## TASK PROMPT
Please return the lines below exactly as they appear, beginning at the line that contains "Target: red hay rake" and stopping after the last line.

## DATA SHOWN
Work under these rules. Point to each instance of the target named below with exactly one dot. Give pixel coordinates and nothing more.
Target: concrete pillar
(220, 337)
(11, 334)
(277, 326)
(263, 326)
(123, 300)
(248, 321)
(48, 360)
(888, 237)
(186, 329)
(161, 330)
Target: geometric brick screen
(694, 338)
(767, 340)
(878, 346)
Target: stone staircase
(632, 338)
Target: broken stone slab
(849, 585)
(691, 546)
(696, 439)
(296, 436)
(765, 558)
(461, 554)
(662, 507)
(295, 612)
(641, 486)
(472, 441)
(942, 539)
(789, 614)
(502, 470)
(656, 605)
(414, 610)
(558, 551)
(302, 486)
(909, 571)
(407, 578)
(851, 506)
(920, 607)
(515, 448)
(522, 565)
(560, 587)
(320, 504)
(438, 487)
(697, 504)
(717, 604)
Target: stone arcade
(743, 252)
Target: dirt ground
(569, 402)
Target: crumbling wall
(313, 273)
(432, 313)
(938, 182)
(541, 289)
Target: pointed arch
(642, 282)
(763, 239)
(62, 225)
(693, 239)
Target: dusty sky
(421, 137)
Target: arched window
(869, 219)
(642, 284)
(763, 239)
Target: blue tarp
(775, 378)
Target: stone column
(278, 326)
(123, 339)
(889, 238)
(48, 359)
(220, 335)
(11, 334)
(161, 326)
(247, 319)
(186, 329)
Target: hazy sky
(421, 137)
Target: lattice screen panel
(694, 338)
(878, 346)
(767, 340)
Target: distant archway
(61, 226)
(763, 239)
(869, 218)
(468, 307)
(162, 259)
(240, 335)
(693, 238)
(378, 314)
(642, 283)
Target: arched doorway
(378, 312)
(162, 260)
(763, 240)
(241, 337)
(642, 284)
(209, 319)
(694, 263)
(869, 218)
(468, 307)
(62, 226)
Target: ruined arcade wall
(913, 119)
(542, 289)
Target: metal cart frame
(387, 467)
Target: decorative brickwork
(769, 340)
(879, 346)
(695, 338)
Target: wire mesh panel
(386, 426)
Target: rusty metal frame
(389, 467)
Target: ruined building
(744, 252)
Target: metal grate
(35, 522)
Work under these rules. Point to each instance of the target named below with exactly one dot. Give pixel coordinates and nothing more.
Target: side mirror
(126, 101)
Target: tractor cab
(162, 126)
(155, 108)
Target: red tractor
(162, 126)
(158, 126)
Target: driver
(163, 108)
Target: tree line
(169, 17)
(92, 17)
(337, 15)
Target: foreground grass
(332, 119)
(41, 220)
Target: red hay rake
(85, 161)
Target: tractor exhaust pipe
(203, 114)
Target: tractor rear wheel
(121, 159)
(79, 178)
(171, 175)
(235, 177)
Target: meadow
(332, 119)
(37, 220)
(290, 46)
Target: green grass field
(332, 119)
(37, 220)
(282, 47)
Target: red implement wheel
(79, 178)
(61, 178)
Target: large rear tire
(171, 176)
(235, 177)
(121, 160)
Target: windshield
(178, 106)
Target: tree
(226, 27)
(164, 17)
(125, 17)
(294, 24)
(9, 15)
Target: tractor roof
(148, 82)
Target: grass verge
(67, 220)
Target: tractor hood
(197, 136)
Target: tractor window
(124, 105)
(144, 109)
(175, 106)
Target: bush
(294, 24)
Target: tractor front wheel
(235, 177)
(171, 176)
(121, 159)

## EXERCISE RESULT
Target: red hay rake
(85, 161)
Target: tractor exhaust pipe
(203, 114)
Target: tractor rear wheel
(121, 159)
(79, 178)
(171, 175)
(235, 177)
Target: meadow
(332, 119)
(37, 220)
(290, 46)
Target: green grass field
(332, 119)
(37, 220)
(282, 47)
Target: red implement wheel
(79, 178)
(61, 178)
Target: large rear tire
(171, 176)
(235, 177)
(121, 160)
Target: windshield
(178, 106)
Target: tree
(226, 27)
(164, 17)
(125, 17)
(294, 24)
(9, 15)
Target: tractor roof
(148, 82)
Target: grass verge
(67, 220)
Target: tractor hood
(197, 136)
Target: tractor window
(124, 105)
(144, 109)
(175, 106)
Target: bush
(294, 24)
Target: tractor front wheel
(235, 177)
(171, 176)
(121, 159)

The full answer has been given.